◆ **What is expected**: Nothing in the data may be altered, so output all of it exactly.

Saved data entries
════
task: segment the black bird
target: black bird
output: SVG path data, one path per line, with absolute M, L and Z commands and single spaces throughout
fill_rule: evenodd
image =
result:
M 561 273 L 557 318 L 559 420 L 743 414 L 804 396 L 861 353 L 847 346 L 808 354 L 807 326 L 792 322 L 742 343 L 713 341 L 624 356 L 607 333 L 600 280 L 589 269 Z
════
◆ **Task output**:
task: segment the black bird
target: black bird
output: SVG path data, one path per line, with absolute M, L and Z commands and single spaces throughout
fill_rule: evenodd
image =
result:
M 561 273 L 557 318 L 559 420 L 743 414 L 804 396 L 861 353 L 847 346 L 808 354 L 807 326 L 792 322 L 742 343 L 713 341 L 624 356 L 607 333 L 600 280 L 589 269 Z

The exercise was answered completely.